The sole issue before us is whether the petition for the writ stated a cause of action and thus the trial court was in error when it granted the School Board’s motion to dismiss. Since the motion to dismiss the petition for the writ admitted all facts well pleaded (Reel v. City of Freeport, 61 Ill. App. 2d 448, 451), we must examine the petition for the writ to determine whether or not it stated a cause of action.

It is generally agreed that the Teacher Tenure Act (Ill. Rev. Stat. 1975, ch. 122, par. 24—11 et seq.) was enacted to guarantee able and experienced teachers a continuous service on the basis of merit and to prevent their dismissal for political, partisan or capricious reasons. Hankenson v. Board of Education, 10 Ill. 2d 560, 563, 141 N.E.2d 5; Danahoo v. Board of Education, 413 Ill. 422, 425, 109 N.E.2d 787; Lusk v. Community Consolidated School District No. 95, 20 Ill. App. 2d 252, 155 N.E.2d 650, 653; Graham v. Board of Education, 15 Ill. App. 3d 1092, 305 N.E.2d 310.

**Record excerpts:**
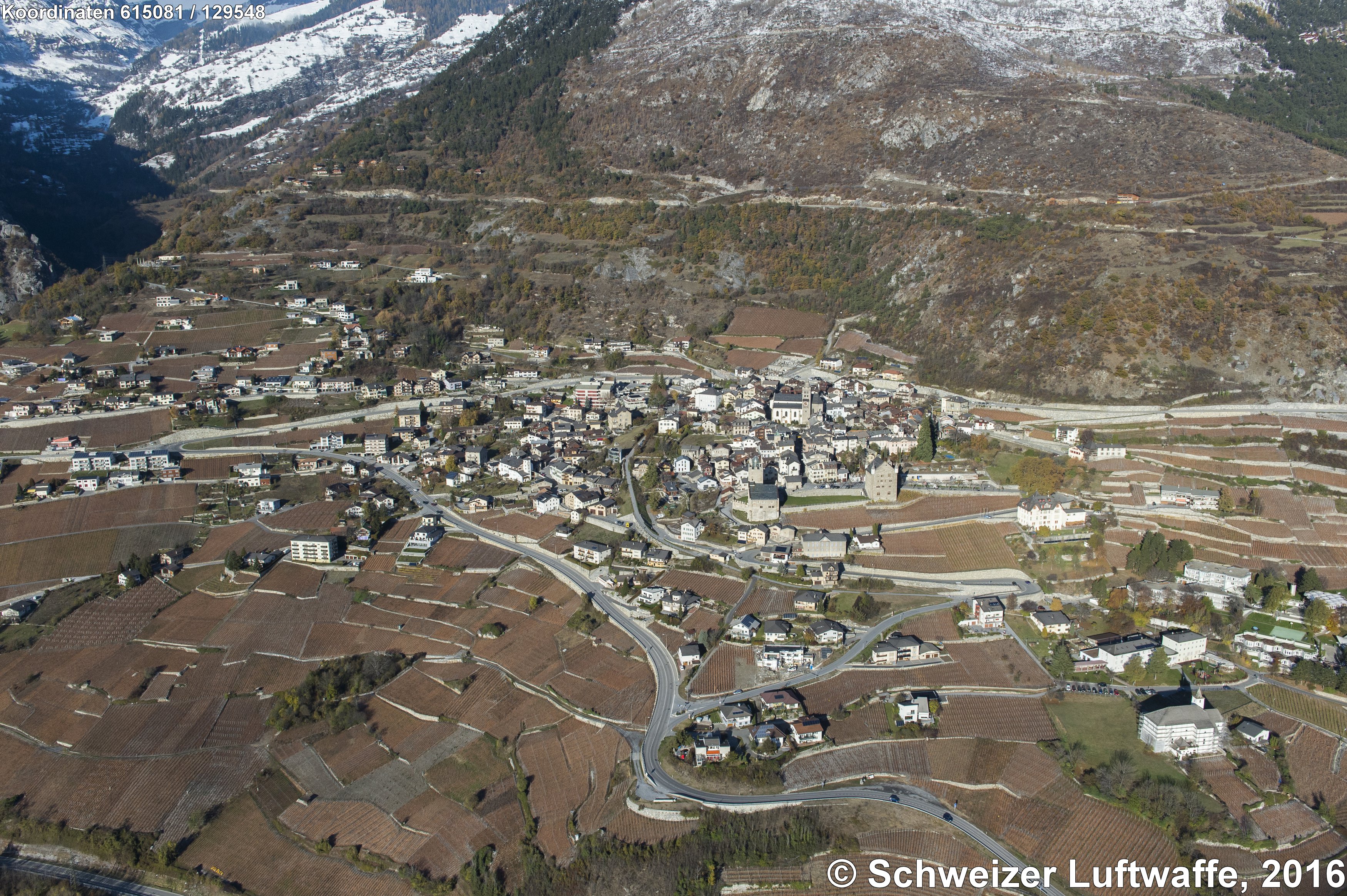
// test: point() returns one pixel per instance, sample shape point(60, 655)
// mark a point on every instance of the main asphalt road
point(91, 880)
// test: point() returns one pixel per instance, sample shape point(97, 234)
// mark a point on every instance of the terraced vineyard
point(1303, 706)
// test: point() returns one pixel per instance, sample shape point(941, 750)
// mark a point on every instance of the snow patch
point(234, 132)
point(468, 29)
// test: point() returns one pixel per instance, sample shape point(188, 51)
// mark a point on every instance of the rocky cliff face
point(23, 269)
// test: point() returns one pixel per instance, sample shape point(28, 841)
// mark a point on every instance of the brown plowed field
point(953, 549)
point(95, 432)
point(942, 849)
point(525, 525)
point(636, 829)
point(290, 579)
point(188, 622)
point(867, 724)
point(1263, 770)
point(784, 322)
point(888, 758)
point(569, 767)
point(243, 845)
point(490, 704)
point(768, 600)
point(353, 825)
point(716, 588)
point(937, 626)
point(1004, 719)
point(240, 538)
point(764, 343)
point(111, 793)
point(126, 507)
point(1249, 863)
point(213, 467)
point(1311, 756)
point(722, 670)
point(110, 620)
point(923, 510)
point(802, 347)
point(749, 359)
point(1229, 789)
point(317, 517)
point(352, 754)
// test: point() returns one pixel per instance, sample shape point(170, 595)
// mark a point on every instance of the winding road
point(655, 782)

**Complete the following:**
[1] Print the part of the court opinion excerpt starting at "The sole issue" and ending at "cause of action.".
[2] Arrange the lines of the records, starting at the beginning of the records and ending at the line containing "point(468, 29)", as a JSON list of strings with one string per line and blank lines omitted. Leave the pictures out of the answer.
The records are unrelated to the court opinion excerpt.

**Answers to the problems:**
[1]
The sole issue before us is whether the petition for the writ stated a cause of action and thus the trial court was in error when it granted the School Board’s motion to dismiss. Since the motion to dismiss the petition for the writ admitted all facts well pleaded (Reel v. City of Freeport, 61 Ill. App. 2d 448, 451), we must examine the petition for the writ to determine whether or not it stated a cause of action.

[2]
[
  "// test: point() returns one pixel per instance, sample shape point(60, 655)",
  "// mark a point on every instance of the main asphalt road",
  "point(91, 880)",
  "// test: point() returns one pixel per instance, sample shape point(97, 234)",
  "// mark a point on every instance of the terraced vineyard",
  "point(1303, 706)",
  "// test: point() returns one pixel per instance, sample shape point(941, 750)",
  "// mark a point on every instance of the snow patch",
  "point(234, 132)",
  "point(468, 29)"
]